WHAT TO DO:
Should any entry hold a picture, omit that picture and copy the rest of the entry exactly.

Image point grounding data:
☆ ☆ ☆
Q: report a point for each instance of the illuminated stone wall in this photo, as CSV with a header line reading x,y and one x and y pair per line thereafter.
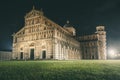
x,y
94,46
41,38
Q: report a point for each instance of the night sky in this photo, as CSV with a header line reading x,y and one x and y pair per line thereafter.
x,y
84,15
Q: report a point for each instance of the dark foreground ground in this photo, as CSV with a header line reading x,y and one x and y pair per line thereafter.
x,y
60,70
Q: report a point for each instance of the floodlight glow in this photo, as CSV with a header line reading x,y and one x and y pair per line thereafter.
x,y
112,53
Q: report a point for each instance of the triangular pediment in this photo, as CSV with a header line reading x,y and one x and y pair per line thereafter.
x,y
33,13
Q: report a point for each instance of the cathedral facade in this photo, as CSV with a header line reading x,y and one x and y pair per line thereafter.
x,y
41,38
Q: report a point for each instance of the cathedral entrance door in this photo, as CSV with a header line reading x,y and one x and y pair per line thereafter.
x,y
31,54
43,54
21,55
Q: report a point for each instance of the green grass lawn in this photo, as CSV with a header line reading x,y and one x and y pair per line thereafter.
x,y
60,70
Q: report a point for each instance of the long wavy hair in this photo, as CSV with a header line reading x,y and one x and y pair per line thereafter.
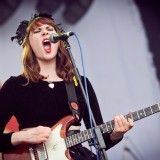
x,y
31,68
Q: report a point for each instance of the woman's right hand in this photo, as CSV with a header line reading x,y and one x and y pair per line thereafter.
x,y
32,136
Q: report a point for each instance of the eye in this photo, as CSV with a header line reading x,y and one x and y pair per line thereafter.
x,y
50,29
36,31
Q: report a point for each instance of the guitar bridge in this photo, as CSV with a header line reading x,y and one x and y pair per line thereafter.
x,y
38,152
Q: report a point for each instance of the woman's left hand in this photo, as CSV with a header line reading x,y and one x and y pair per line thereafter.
x,y
121,126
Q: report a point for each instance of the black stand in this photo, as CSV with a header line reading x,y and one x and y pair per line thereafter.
x,y
98,135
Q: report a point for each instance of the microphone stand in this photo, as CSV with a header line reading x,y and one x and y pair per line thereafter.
x,y
99,138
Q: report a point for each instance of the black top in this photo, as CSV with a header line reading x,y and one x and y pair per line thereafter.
x,y
38,104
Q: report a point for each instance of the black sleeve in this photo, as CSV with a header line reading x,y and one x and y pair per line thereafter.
x,y
97,115
7,101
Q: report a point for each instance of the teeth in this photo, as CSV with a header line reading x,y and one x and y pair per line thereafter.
x,y
46,40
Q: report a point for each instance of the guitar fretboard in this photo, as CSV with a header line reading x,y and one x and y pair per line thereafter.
x,y
108,126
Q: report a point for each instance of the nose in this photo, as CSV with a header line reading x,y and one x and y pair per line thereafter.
x,y
44,33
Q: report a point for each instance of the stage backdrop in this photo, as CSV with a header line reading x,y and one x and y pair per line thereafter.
x,y
117,62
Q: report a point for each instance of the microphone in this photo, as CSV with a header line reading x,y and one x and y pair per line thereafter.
x,y
54,38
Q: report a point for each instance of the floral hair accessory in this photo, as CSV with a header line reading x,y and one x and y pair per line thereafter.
x,y
22,28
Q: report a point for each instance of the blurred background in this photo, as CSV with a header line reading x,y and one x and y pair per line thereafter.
x,y
120,40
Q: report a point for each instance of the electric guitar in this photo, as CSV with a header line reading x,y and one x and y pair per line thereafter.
x,y
58,144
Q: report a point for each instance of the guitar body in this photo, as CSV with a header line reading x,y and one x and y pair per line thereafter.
x,y
54,149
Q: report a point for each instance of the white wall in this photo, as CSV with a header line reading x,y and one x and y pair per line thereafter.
x,y
118,63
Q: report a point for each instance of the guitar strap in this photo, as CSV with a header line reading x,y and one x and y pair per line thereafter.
x,y
72,100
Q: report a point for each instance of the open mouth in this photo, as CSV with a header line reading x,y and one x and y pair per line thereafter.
x,y
47,45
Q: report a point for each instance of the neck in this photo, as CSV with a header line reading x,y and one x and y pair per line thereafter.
x,y
48,70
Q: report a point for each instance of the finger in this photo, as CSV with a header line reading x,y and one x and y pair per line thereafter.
x,y
121,122
131,123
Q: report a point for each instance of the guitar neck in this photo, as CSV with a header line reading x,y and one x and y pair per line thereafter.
x,y
108,126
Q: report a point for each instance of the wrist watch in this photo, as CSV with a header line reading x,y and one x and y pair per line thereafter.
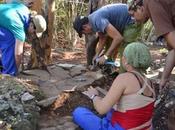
x,y
106,57
93,96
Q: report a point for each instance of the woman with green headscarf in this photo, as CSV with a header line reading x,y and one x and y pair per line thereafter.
x,y
131,92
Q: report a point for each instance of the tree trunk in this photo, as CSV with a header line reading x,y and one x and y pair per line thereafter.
x,y
41,48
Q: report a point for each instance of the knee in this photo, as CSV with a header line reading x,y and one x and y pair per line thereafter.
x,y
78,112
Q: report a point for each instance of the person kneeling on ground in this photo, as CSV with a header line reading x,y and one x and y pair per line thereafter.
x,y
115,28
131,91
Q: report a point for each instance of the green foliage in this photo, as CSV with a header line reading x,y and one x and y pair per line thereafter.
x,y
65,14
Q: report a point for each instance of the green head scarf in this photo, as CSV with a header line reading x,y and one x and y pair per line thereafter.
x,y
138,55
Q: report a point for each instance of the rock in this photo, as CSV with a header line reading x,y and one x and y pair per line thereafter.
x,y
47,102
18,114
27,96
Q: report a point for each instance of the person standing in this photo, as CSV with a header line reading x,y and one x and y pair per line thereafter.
x,y
162,14
111,21
16,24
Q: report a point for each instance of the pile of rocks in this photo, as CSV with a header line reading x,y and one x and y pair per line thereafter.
x,y
18,109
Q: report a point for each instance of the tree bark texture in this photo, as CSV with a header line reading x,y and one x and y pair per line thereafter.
x,y
41,48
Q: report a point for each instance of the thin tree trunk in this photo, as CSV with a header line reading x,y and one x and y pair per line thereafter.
x,y
41,48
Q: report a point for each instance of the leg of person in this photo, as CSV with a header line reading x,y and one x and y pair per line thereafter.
x,y
89,121
7,46
131,33
86,119
91,43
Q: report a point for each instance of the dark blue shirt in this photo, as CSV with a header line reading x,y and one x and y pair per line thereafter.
☆ ☆ ☆
SOLVED PROBLEM:
Q: report a point for each instance of the illuminated stone wall in this photo, as CSV with a header line reading x,y and one x and y pair per line thereafter.
x,y
94,46
41,38
Q: report a point for each instance of the night sky in this photo, as CSV with a header line reading x,y and one x and y pair per line thereafter.
x,y
84,15
Q: report a point for each instance of the dark foreground ground in this photo, as CSV with a header line reading x,y and one x and y pair per line thereafter.
x,y
60,70
Q: report a point for each instance of the floodlight glow in this photo, as CSV with a header line reading x,y and one x and y pair per line thereafter.
x,y
112,53
Q: report a point for each instance of the triangular pediment in this photo, as CSV with a header line reading x,y and one x and y pair per line thereafter.
x,y
33,13
Q: report a point for each instance of the cathedral facade in this photo, as CSV with a header line reading x,y and one x and y pair per line thereafter.
x,y
41,38
Q: report a point for each instance of the cathedral entrance door in this photo, as CSV with a header line reading x,y and one x and y pair per line thereafter.
x,y
31,54
43,54
21,55
Q: report a point for each instance of the green grass lawn in this photo, as CSV with a header line reading x,y and one x and y pair per line thereafter.
x,y
60,70
Q: report a point for each instance of the long wavy hair in this photo, as CSV with a header line reading x,y and one x and y pair per line thereafter.
x,y
31,68
Q: report a point for each instance of the woman's right hand in this photo, as CSV with a header line reading x,y and one x and y pair per line thereafter.
x,y
32,136
Q: report a point for each instance of the eye in this photo, as CSV with a header line reading x,y and one x and y pair per line thereafter.
x,y
50,29
36,31
Q: report a point for each instance of the guitar bridge in this photo, as CSV with a header line reading x,y and one x and y pair per line thereafter.
x,y
38,152
Q: report a point for each instance of the woman's left hand in this photo, as CSV with a header line reading x,y and one x and y pair per line thereafter.
x,y
121,126
Q: report a point for each instance of the black stand in this photo, as CSV with a header line reading x,y and one x and y pair per line thereafter.
x,y
98,135
Q: report a point for each instance of the microphone stand in this photo, as CSV with a header line reading x,y and one x and y pair per line thereafter.
x,y
99,138
Q: report a point for each instance of the black top in this photo, as CSV with a header line reading x,y and one x and y pair per line thereafter.
x,y
38,104
Q: report a point for each instance of the black sleeve in this photo, as CSV with a header line reading x,y and one x and y pair per line thereafter.
x,y
97,115
7,101
Q: report a point for each instance of the teeth in this photo, as CSV with a header line reading x,y and one x and y pair per line thereafter.
x,y
46,40
Q: report a point for each instance of the guitar fretboard in this photo, as CSV with a header line reading x,y and one x and y pair per line thereafter.
x,y
108,126
Q: report a point for each instance of the nose in this photo, as CSV with a header line reading x,y and one x and y pair per line thereafter.
x,y
44,33
Q: report a point for each instance of the stage backdrop in this photo, as CSV with a header line reading x,y and one x and y pair per line thereafter.
x,y
117,62
Q: report a point for each instance of the microphone in this photo, as CSV with a header line reading x,y and one x and y pair per line thereafter.
x,y
54,38
Q: report a point for each instance of the floral hair accessory in this photo, as CSV with a header line reading x,y and one x and y pair per line thereafter.
x,y
22,28
Q: report a point for each instance of the blurred background in this photo, as CSV with a header line reading x,y and one x and y pair per line thereafter.
x,y
120,40
Q: report a point for each instance of the electric guitar in this photo, as CSV with a header line reading x,y and one x and y pair per line thereafter.
x,y
58,144
Q: report a point for each instance of the guitar body in this photo, as CSV with a header line reading x,y and one x and y pair per line thereafter.
x,y
54,149
Q: report a point for each instance of the white wall in this photo, as CSV with a header line reading x,y and one x and y pair per line thereafter.
x,y
118,63
Q: report a point for each instance of the guitar strap in this photo, as CSV with a header line reading x,y and one x and y pair per line thereafter.
x,y
72,100
Q: report a point for each instance of the open mouth in this photo, as CSV with a header line reading x,y and one x and y pair per line thereafter.
x,y
47,45
Q: report a point for each instance of the neck in this photo, as CSV with a header line reading x,y and one x and y pair per line thereafter.
x,y
48,70
Q: report a point for each instance of the finger in this photo, as CSV with a header line reading x,y and one x and y pair per line thereafter.
x,y
121,122
131,123
Q: report a point for each instance of the guitar neck in this photo, as CSV with a header line reading x,y and one x and y pair per line thereafter.
x,y
108,126
Q: report a point for each instance of the wrist watch in this photo, as CSV with a header line reading x,y and one x and y pair per line thereafter.
x,y
106,57
93,96
Q: report a point for each instance of the woman with green headscarf in this photo, as CSV with a header line reading x,y and one x and y pair per line thereafter.
x,y
131,92
Q: report a point for each instance of the tree trunk in this photo, as CSV with a header line reading x,y and one x and y pair per line thereafter.
x,y
41,48
Q: report a point for each instance of the knee in this photo, as CSV with a header line reading x,y and one x and y pair per line thereafter.
x,y
78,112
Q: report a point for each instance of the person kneeling on ground in this photo, as CSV with a header line reading x,y and one x and y pair per line thereafter.
x,y
115,28
131,91
Q: report a point for each instance of the green foliage in this photo, as CSV with a header line reading x,y and one x and y pair per line thereafter.
x,y
65,14
Q: report a point for each instance of the green head scarf in this photo, as CSV with a header line reading x,y and one x and y pair per line thereafter.
x,y
138,55
Q: report a point for each instance of the rock in this photo, as CSV with a header line reading x,y and one x and y pair per line thereafter.
x,y
47,102
18,114
27,96
Q: report a point for each instance of the person standing in this photo, as CSV with a header line reading x,y and one x and y pair per line thereafter.
x,y
162,14
111,21
16,24
Q: report a point for each instance of the pile of rocks in this photo, as CSV with a header line reading x,y and one x and y pair per line thereafter.
x,y
18,109
Q: report a point for each instance of the tree bark texture in this photo, as CSV with a header line reading x,y and one x and y pair per line thereafter.
x,y
41,48
Q: report a point for each instance of the thin tree trunk in this photo, as CSV with a header line reading x,y and one x and y pair per line thereafter.
x,y
41,48
Q: report a point for each instance of the leg of person in this photo, as CSV with a header line reading x,y and one x and y pair per line thereafter.
x,y
89,121
7,46
131,33
86,119
91,43
Q: report a point for each instance of the dark blue shirt in this photo, as CSV with a header line reading x,y and one x and y pair per line thereafter.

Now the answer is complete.